- SUPPLIED TEXT -
※ ※ ※

# Prewar Schwinn Superior Tourists



## sld6914 (Dec 8, 2015)

Getting there, Coming together one piece at a time, this one really  needed it. if it was a nice original I would of left it alone Giving my personal touches and I plan to ride the tires off of it!


----------



## bikecrazy (Dec 8, 2015)

Super pinstripe job and great paint. Can't wait until we see pics of the final product!


----------



## Dale Alan (Dec 8, 2015)

I love it,looks great. I really dig the stripes,those hubs are sweet too.


----------



## shoe3 (Dec 8, 2015)

Sweet tite bike paint pin stripe amazing. I need a bike pinstriped, to shakey for me to old.


----------



## sld6914 (Dec 9, 2015)

Thanks it will be a fun bike when finished


----------



## Bikerider007 (Apr 26, 2016)

Did you finish this? I am working on an old Superior. Can you share serial #?


----------



## bikecrazy (Apr 27, 2016)

Please post pics of the finished bike. I could look at pictures of this bike all day.

※ ※ ※

- RECORD EXTRACTS -
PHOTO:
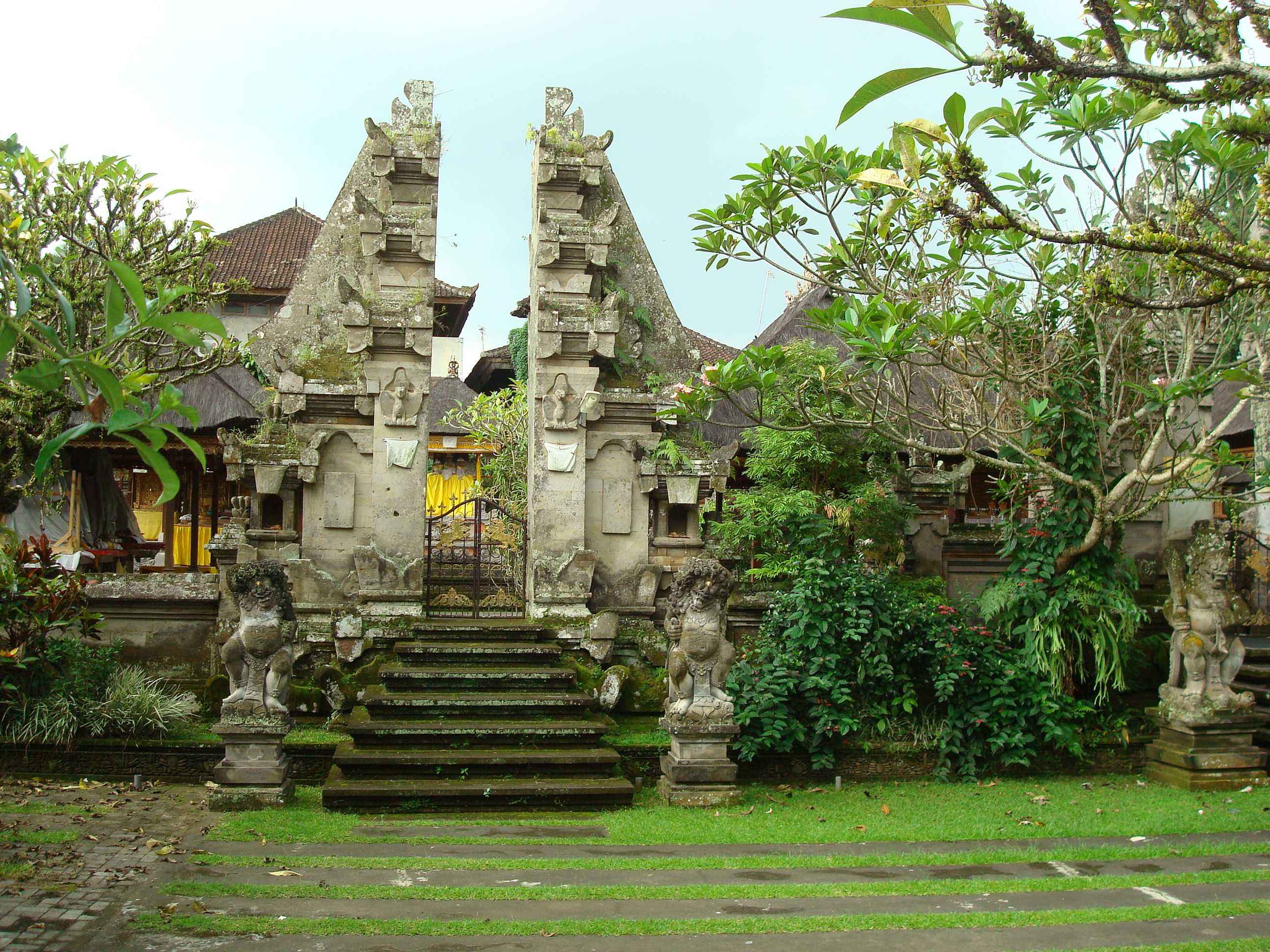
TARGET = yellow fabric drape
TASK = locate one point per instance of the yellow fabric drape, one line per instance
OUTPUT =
(150, 522)
(446, 492)
(181, 545)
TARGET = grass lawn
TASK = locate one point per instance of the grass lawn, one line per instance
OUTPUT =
(976, 885)
(915, 810)
(44, 809)
(998, 855)
(741, 925)
(37, 837)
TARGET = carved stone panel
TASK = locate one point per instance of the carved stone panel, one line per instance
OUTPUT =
(616, 502)
(340, 492)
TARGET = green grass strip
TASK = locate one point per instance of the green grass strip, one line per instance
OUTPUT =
(1258, 945)
(739, 862)
(977, 885)
(45, 809)
(747, 925)
(916, 810)
(39, 837)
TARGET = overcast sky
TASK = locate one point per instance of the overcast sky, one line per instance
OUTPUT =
(252, 106)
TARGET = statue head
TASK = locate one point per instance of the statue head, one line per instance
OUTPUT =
(262, 587)
(699, 583)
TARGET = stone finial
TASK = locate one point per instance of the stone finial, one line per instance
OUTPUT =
(258, 654)
(417, 111)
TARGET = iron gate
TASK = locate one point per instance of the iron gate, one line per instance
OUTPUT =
(477, 558)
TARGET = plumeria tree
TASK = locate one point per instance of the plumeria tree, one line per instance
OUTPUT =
(1062, 323)
(101, 311)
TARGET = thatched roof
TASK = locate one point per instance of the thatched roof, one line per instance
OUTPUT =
(1224, 398)
(447, 394)
(222, 398)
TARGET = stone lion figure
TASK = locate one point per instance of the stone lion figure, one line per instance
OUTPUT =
(1203, 659)
(700, 655)
(260, 653)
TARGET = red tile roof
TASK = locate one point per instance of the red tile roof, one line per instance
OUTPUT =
(711, 351)
(267, 253)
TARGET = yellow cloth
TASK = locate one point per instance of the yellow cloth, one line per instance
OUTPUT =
(447, 492)
(458, 489)
(150, 524)
(181, 545)
(436, 494)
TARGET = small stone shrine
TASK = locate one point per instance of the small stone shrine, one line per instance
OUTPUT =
(1206, 739)
(699, 713)
(254, 717)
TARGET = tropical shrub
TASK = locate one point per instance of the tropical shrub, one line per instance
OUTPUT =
(853, 653)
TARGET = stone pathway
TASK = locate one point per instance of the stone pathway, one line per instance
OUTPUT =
(85, 893)
(415, 874)
(117, 844)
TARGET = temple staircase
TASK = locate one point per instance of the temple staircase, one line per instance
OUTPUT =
(475, 715)
(1255, 676)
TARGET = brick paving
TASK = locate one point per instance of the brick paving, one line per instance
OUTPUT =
(75, 885)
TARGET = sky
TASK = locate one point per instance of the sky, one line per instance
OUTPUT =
(253, 106)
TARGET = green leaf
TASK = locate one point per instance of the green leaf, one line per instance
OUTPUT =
(44, 376)
(982, 117)
(928, 129)
(902, 20)
(116, 315)
(954, 115)
(163, 469)
(50, 450)
(131, 284)
(125, 419)
(1150, 112)
(205, 323)
(888, 83)
(191, 443)
(8, 338)
(107, 384)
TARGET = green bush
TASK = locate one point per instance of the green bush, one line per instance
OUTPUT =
(855, 653)
(82, 690)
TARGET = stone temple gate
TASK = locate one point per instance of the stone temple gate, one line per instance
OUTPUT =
(342, 461)
(338, 476)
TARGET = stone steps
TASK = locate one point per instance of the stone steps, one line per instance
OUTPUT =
(408, 762)
(473, 795)
(449, 677)
(381, 700)
(439, 732)
(475, 715)
(487, 651)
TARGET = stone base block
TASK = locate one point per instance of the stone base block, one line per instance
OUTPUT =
(250, 798)
(698, 794)
(1213, 754)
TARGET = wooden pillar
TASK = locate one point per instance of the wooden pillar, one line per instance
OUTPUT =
(170, 530)
(195, 473)
(216, 498)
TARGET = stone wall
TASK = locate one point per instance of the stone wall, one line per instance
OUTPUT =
(166, 621)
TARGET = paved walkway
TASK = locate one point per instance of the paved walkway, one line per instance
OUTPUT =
(117, 844)
(121, 855)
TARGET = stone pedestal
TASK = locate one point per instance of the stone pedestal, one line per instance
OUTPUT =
(254, 773)
(698, 771)
(1216, 753)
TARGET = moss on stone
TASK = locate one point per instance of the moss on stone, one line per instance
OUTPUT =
(644, 691)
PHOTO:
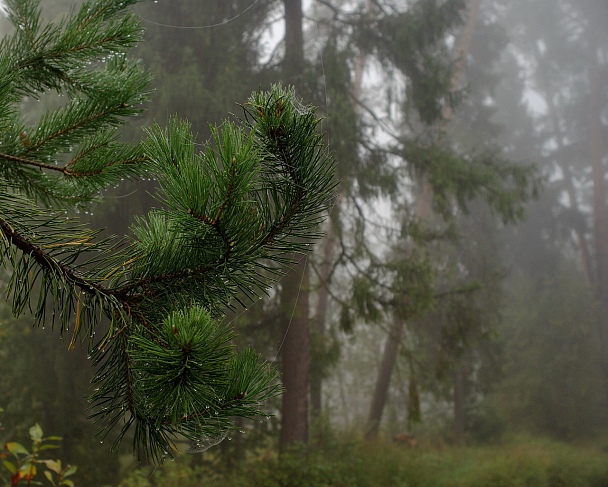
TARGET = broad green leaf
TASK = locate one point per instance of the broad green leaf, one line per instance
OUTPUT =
(47, 447)
(29, 471)
(53, 465)
(16, 448)
(36, 432)
(9, 466)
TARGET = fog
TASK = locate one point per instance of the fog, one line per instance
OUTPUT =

※ ※ ※

- WRITTEN REQUEST 1 -
Please rewrite the entries from the line containing "TARGET = stone wall" through the end of the entries, with "paved walkway" replaced by "stone path" and everything else unchanged, leaving the pictures out.
- WRITTEN REQUEST 2 -
Carry on the forum thread about prewar Schwinn Superior Tourists from the point where it stops.

- REPLY 1 -
TARGET = stone wall
TASK = locate one point per instance of the stone wall, one line per instance
OUTPUT =
(166, 621)
TARGET = stone path
TASK = locate one point per instance of the stone path, one line per instance
OUTPUT =
(117, 844)
(121, 855)
TARGET = stone pedestal
TASK = locate one point per instance of the stone pedestal, one line per instance
OUTPUT =
(254, 773)
(698, 771)
(1216, 753)
TARGET = moss on stone
TASK = locate one point per instance of the moss on stone, one line per instance
OUTPUT =
(644, 691)
PHOTO:
TARGET = broad green leaf
TASK = locate one point per instance of the broad green leaf, one line per instance
OUTPUT =
(47, 447)
(29, 471)
(53, 465)
(16, 448)
(36, 432)
(9, 466)
TARGET = fog
TASK = locate one point per instance of the fog, one line per instance
OUTPUT =

- REPLY 2 -
----------



## bricycle (Apr 27, 2016)

Those are shaping up nicely!!!


----------



## 1motime (Mar 2, 2020)

What ever happened to this project?  Special bike that was getting close!


----------



## CycleOc (Mar 9, 2020)

Hi thanks for inquiring it’s been done for the most part just needing a couple of cable clamps to put on.unfortunately it was ridding once and put in the corner of the garage where it sits  collecting dust. My focus changed on other projects and I had planned on building a girls version which I still have most parts but don’t think I’ll get around anytime soon but still have fun being around bikes.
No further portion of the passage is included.